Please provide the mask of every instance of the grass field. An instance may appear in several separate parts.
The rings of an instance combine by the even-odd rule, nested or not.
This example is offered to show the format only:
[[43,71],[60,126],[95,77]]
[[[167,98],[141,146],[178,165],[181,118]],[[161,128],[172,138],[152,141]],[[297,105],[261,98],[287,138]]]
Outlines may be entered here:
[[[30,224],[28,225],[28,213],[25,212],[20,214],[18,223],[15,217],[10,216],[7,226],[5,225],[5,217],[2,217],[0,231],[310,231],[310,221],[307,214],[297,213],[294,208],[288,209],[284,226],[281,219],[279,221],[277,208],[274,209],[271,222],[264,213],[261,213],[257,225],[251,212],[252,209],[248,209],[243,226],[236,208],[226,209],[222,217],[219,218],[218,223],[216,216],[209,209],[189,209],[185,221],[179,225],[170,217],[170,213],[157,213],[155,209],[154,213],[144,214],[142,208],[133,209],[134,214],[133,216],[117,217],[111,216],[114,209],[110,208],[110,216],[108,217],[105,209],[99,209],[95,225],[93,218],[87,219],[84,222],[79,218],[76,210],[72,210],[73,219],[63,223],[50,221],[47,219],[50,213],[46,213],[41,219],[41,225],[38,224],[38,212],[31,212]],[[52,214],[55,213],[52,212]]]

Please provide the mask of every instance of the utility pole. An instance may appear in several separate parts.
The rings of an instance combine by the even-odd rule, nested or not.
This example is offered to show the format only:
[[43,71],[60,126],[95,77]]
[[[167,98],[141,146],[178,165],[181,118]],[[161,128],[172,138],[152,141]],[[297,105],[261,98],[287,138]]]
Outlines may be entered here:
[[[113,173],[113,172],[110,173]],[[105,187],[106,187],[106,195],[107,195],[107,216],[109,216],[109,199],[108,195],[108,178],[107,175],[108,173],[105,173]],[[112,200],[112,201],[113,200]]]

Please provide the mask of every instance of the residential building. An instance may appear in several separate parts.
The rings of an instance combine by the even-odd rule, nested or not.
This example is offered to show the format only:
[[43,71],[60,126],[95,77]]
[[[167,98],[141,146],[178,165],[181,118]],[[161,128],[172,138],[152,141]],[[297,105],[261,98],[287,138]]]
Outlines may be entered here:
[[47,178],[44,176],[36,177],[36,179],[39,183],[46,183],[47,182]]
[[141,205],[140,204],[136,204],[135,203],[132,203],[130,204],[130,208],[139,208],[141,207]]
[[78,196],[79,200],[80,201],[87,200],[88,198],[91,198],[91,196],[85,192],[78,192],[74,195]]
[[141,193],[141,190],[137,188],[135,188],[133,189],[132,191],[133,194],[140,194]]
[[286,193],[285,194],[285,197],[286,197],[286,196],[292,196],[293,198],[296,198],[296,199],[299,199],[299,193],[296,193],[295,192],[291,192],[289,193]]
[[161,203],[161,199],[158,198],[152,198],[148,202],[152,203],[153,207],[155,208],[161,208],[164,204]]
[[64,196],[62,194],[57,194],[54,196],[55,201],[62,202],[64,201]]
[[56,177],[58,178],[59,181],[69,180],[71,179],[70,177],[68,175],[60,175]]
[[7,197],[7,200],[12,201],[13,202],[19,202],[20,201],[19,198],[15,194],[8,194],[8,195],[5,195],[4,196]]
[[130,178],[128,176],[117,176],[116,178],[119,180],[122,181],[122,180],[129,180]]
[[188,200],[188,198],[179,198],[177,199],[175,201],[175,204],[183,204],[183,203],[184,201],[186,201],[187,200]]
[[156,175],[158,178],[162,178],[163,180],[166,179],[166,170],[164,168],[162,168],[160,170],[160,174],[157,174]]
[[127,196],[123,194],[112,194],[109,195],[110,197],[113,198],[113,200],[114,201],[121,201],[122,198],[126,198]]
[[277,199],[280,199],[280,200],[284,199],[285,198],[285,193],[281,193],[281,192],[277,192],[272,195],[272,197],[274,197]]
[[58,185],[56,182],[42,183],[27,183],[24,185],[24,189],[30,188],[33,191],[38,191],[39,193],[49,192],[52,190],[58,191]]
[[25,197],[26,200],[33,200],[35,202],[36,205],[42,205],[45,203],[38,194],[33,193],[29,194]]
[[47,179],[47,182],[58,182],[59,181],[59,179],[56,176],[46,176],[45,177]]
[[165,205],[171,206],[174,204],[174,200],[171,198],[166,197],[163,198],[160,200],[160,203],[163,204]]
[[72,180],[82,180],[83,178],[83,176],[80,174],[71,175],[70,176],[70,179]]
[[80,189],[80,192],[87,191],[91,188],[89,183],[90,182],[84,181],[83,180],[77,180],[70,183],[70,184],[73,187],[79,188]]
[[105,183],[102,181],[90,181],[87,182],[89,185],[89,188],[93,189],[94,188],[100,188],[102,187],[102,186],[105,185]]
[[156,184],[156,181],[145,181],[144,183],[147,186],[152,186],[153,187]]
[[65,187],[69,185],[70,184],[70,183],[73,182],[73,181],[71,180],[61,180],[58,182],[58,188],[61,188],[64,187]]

━━━━━━━━━━━━━━━━━━━━

Problème: Indiquez combien de lignes des items ci-dessus contiennent le mot « every », en ne donnant que le nombre.

Résultat: 3